**Задание**
Сколько строк в записях ниже содержат слово «drill»? В ответе напишите только число.

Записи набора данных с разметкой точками
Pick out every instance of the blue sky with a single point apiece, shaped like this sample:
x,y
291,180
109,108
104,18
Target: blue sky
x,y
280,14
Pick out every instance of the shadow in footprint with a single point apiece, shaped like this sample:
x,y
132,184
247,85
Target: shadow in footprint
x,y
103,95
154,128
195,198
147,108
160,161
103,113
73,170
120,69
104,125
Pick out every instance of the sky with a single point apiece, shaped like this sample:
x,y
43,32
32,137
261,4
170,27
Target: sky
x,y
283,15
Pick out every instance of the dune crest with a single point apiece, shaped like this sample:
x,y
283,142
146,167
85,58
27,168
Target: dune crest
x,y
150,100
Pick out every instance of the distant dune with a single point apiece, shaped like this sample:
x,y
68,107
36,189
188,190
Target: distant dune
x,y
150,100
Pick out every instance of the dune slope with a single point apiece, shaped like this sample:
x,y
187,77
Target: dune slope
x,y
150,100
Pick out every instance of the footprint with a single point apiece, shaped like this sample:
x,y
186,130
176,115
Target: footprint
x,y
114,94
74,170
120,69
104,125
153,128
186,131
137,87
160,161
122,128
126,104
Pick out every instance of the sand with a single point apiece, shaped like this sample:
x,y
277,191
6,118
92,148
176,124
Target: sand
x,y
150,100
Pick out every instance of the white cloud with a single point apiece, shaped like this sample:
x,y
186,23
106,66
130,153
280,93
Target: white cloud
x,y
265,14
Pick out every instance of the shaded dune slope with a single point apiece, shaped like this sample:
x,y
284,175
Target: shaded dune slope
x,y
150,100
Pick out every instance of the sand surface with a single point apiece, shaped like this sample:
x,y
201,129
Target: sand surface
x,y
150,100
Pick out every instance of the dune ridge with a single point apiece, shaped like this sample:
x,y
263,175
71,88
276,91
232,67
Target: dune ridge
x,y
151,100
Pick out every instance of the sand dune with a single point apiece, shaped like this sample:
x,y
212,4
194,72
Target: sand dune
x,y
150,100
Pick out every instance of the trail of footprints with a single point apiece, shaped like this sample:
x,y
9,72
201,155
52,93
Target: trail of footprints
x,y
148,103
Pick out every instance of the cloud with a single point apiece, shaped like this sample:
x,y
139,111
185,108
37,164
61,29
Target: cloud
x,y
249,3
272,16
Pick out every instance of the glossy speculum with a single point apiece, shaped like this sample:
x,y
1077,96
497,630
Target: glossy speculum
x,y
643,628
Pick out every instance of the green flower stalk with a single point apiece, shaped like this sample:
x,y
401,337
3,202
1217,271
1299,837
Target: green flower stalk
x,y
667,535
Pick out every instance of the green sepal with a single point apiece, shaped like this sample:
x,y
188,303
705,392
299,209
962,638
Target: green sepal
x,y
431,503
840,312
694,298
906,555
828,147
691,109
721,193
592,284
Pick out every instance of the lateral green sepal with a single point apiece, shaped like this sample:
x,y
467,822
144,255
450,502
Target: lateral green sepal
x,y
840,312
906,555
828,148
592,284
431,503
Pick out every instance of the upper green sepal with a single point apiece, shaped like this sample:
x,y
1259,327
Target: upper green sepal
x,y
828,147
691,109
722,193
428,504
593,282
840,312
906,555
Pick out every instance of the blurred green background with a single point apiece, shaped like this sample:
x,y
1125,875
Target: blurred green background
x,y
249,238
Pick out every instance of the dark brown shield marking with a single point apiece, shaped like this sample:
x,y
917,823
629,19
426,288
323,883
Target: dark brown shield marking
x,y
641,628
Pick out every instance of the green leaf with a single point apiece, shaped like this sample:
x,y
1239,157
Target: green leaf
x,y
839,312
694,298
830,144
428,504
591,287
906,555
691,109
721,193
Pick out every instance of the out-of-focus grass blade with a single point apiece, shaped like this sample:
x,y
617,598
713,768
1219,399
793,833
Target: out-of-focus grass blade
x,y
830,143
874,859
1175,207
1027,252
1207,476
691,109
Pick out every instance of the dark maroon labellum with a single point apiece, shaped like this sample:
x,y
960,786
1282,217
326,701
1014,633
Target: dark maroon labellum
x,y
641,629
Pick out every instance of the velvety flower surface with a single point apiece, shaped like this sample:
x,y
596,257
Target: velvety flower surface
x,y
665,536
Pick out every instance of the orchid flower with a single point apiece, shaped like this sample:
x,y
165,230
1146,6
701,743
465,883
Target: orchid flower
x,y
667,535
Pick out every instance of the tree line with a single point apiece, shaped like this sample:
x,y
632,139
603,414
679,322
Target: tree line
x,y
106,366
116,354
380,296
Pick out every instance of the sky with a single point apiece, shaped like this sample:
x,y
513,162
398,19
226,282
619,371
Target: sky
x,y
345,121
* * *
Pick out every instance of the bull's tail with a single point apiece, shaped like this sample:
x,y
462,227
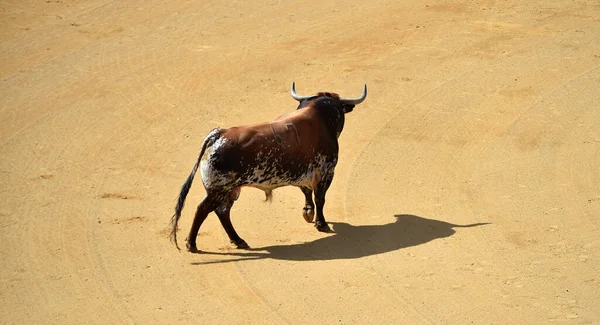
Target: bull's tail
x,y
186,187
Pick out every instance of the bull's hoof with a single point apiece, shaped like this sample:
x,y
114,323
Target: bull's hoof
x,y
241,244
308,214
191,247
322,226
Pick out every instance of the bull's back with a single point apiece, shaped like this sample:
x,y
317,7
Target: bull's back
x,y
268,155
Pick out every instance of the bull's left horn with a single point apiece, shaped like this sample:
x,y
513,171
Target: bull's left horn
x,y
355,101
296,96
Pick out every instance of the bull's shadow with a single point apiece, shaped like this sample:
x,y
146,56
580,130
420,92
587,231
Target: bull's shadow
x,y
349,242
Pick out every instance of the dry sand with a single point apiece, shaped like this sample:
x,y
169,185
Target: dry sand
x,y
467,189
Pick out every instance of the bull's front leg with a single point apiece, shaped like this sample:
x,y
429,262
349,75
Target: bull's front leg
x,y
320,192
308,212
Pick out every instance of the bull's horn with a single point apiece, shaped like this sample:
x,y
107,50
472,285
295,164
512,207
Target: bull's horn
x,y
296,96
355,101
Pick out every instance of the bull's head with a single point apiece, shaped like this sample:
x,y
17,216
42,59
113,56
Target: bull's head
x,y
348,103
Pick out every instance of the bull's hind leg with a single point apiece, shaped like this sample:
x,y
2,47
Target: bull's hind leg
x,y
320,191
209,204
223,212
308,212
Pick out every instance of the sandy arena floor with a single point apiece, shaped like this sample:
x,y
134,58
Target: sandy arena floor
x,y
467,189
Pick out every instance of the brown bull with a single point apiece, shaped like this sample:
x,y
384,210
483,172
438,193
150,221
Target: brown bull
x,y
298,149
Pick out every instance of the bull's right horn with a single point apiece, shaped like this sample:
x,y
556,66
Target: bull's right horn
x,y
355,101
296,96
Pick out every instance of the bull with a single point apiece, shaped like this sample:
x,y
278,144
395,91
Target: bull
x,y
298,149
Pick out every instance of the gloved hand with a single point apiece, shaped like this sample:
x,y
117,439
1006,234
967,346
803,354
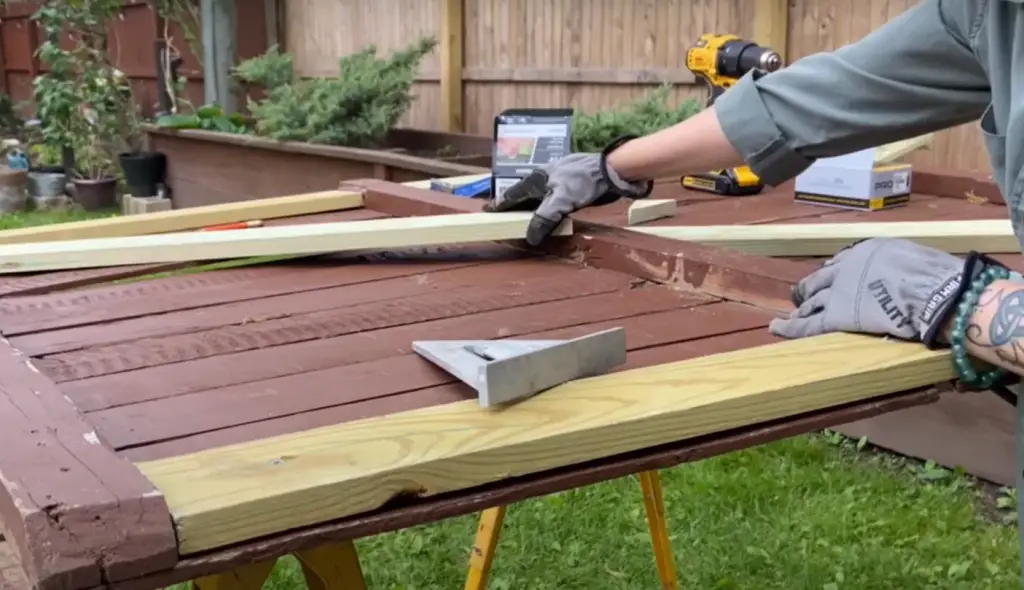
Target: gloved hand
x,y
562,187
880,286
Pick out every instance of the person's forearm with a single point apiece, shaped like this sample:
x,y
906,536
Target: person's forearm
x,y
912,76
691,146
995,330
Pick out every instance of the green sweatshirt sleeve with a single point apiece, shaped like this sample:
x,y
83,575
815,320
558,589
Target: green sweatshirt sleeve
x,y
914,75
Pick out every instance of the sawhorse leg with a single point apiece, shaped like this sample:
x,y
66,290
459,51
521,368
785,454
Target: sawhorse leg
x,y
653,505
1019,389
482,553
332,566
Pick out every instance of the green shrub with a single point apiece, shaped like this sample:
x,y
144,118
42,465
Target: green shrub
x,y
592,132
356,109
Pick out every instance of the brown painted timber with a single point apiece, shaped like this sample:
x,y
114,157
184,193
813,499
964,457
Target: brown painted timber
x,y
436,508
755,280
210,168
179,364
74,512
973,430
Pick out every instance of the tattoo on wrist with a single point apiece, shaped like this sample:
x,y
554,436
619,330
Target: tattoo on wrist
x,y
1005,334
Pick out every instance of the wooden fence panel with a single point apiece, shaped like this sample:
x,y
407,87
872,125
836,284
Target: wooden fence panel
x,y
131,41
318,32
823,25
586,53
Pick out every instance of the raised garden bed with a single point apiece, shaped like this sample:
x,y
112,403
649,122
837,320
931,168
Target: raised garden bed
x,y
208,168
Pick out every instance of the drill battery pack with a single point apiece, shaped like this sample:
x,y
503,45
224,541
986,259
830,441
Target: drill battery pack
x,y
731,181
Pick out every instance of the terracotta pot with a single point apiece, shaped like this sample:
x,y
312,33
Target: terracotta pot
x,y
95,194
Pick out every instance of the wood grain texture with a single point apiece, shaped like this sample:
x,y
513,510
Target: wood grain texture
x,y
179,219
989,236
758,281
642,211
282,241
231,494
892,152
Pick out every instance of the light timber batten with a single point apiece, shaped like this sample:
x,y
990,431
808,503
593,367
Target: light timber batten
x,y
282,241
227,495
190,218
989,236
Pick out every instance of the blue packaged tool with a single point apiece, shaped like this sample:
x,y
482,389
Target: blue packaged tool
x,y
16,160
...
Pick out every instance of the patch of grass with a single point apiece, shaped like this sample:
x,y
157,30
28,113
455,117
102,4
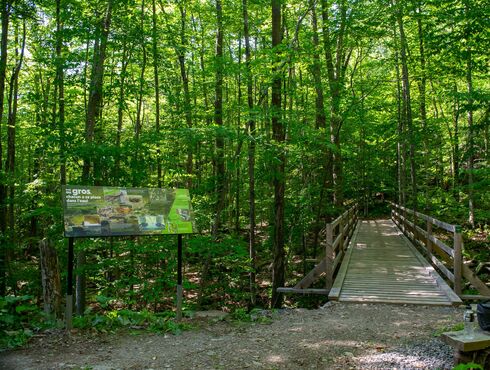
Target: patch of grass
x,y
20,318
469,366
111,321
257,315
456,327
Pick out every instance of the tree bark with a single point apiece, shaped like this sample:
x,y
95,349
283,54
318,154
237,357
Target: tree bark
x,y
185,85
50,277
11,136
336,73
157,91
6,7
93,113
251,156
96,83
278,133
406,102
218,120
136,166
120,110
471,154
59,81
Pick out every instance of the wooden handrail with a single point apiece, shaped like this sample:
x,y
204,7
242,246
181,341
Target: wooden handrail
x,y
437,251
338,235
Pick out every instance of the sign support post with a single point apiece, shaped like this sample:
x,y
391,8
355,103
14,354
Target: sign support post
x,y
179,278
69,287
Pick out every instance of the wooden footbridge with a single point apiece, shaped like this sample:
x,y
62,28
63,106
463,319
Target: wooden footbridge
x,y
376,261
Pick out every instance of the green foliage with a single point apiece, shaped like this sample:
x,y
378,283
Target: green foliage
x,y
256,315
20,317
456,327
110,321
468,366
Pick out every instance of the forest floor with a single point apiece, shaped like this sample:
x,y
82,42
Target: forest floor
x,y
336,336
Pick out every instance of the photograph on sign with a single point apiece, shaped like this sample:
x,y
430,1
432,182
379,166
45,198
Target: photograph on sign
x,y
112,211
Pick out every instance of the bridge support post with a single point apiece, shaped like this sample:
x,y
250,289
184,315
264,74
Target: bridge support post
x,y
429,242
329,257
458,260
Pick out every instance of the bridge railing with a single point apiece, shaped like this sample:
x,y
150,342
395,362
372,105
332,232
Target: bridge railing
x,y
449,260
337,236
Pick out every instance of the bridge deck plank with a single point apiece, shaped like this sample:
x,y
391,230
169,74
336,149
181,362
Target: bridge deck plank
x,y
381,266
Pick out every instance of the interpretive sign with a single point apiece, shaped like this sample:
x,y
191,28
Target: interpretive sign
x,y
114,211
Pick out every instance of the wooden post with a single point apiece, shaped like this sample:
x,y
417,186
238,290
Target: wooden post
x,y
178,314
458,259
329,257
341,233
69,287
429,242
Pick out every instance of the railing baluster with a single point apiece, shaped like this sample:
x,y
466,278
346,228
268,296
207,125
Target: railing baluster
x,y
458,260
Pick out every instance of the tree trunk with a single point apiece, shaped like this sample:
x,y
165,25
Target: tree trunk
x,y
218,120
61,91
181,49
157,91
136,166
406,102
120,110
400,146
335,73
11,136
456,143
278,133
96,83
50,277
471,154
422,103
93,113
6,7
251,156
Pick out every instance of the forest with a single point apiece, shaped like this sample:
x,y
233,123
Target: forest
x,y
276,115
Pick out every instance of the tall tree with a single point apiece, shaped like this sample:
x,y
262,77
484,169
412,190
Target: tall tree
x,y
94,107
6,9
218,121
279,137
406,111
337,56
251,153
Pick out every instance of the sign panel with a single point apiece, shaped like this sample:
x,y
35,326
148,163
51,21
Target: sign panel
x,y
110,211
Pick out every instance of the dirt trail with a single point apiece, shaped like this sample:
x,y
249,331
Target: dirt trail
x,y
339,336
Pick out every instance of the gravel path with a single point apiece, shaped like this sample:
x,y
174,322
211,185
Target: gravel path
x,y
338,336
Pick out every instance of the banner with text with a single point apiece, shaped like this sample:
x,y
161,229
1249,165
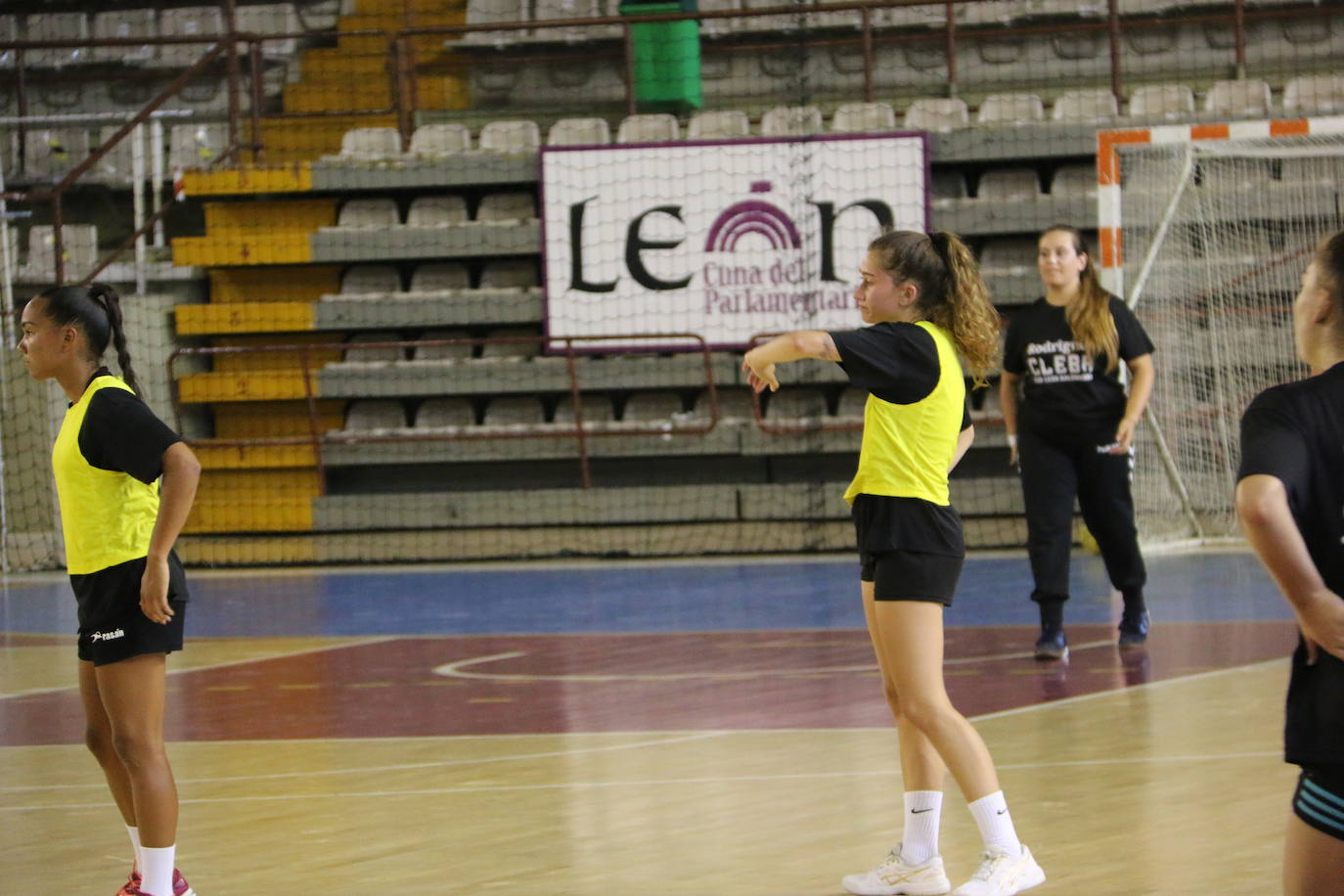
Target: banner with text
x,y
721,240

**Результат**
2